— START OF DATA FOR THIS EXERCISE —

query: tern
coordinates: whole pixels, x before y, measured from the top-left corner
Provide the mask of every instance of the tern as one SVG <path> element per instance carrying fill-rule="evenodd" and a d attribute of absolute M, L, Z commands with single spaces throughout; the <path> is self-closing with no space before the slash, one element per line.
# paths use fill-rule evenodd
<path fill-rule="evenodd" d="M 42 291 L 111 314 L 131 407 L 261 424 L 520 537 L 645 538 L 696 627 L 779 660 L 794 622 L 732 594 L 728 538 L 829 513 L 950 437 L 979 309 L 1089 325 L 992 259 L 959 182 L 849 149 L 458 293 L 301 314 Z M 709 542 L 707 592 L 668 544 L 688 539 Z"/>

— END OF DATA FOR THIS EXERCISE —

Render the stretch from the first of these lines through the line containing "# paths use fill-rule evenodd" as a Markdown table with the columns Row and Line text, skipping any blank lines.

| Row | Line text |
|---|---|
| 1 | query: tern |
| 2 | coordinates: whole pixels, x before y, measured from the top-left corner |
| 3 | Provide the mask of every instance of the tern as one SVG <path> element per instance carrying fill-rule="evenodd" and a d attribute of absolute M, L, Z commands with single spaces throughout; the <path> is self-closing with no space before the slash, one element per line. |
| 4 | # paths use fill-rule evenodd |